> _WORK REQUEST_:
Which lines in the records below contain the word "smiling"? Copy each one.

> _AVAILABLE DATA_:
▶

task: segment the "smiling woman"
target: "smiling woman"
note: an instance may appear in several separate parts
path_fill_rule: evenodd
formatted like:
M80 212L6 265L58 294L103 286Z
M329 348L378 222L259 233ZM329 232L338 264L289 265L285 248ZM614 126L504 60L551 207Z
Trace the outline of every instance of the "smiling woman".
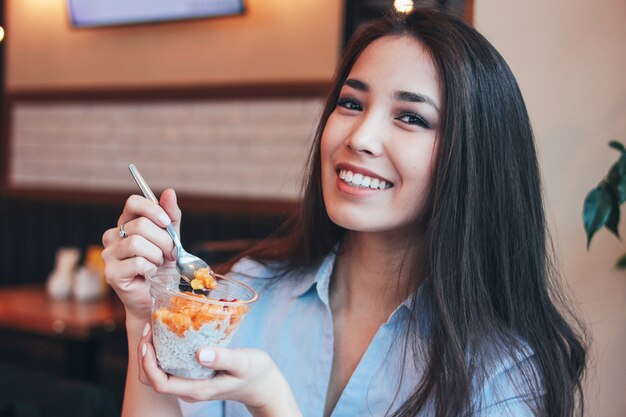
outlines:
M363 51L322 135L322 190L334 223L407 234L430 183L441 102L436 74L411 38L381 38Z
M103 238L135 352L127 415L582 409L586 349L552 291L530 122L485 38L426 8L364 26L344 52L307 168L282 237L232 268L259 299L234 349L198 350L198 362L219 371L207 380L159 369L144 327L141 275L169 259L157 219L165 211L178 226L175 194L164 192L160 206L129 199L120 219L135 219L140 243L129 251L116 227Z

◀
▶

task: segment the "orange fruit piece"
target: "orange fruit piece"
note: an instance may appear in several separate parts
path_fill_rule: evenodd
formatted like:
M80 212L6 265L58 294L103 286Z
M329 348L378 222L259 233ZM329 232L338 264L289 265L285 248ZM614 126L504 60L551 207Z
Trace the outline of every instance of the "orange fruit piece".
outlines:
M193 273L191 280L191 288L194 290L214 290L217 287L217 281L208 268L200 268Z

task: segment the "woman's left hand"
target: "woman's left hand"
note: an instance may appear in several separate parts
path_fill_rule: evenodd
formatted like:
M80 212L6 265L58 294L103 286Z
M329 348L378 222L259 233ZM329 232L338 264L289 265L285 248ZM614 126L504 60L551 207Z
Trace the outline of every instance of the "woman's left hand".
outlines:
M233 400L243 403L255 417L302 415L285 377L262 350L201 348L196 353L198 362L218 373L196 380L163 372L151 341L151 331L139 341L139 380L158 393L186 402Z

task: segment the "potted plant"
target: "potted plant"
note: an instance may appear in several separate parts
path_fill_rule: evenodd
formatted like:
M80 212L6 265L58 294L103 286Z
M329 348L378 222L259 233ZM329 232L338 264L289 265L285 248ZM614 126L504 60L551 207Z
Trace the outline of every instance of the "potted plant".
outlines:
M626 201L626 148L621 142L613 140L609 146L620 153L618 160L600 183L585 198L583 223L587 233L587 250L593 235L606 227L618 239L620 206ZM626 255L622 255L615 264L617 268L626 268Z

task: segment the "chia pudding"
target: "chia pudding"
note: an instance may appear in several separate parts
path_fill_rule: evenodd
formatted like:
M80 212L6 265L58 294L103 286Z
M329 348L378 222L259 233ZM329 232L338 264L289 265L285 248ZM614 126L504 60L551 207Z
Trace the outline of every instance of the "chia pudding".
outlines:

◀

> _RESULT OF THE TASK_:
task: segment the "smiling woman"
target: "smiling woman"
Trace the outline of every instance of the "smiling woman".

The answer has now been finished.